--- begin PROVIDED RECORDS ---
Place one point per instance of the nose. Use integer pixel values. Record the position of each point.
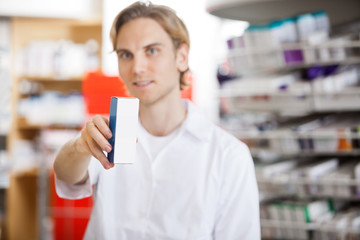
(139, 64)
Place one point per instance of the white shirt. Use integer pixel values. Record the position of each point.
(200, 186)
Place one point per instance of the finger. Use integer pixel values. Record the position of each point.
(103, 125)
(97, 136)
(98, 153)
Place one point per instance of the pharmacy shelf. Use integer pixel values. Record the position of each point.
(24, 125)
(261, 153)
(260, 11)
(292, 46)
(306, 188)
(52, 79)
(307, 226)
(250, 61)
(292, 102)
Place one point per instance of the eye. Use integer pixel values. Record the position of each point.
(124, 55)
(152, 51)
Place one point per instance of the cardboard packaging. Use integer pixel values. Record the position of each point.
(123, 124)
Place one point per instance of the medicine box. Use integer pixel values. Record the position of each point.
(123, 125)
--- end PROVIDED RECORDS ---
Swap "integer" for "whole-number" throughout the records above and write them out again with nothing else changed. Leave out the pictures.

• ANSWER TO THE EXERCISE:
Place one point per instance of the nose. Use whole-number pixel values. Record the position of each point.
(139, 64)
Place one point per instance of the white shirt. Use whole-number pixel values. Record the position of each point.
(200, 186)
Place one point per instance of the finger. Use whole-number pixel values. Record the position of each point.
(103, 125)
(97, 136)
(98, 153)
Place one point per instance of the pharmacy shelf. Use whole-number pixel values. Record the position of each point.
(24, 125)
(261, 153)
(260, 11)
(292, 46)
(306, 188)
(52, 79)
(307, 226)
(250, 61)
(292, 102)
Place one point per instance of the eye. Use whole-number pixel values. Record the position of each point.
(124, 55)
(152, 51)
Place one point per instance of the cardboard packaging. Use whole-number pixel values. Record the position of each point.
(123, 124)
Place one point per instance of the medicine box. Use whole-number pixel values. Record the position of each point.
(123, 125)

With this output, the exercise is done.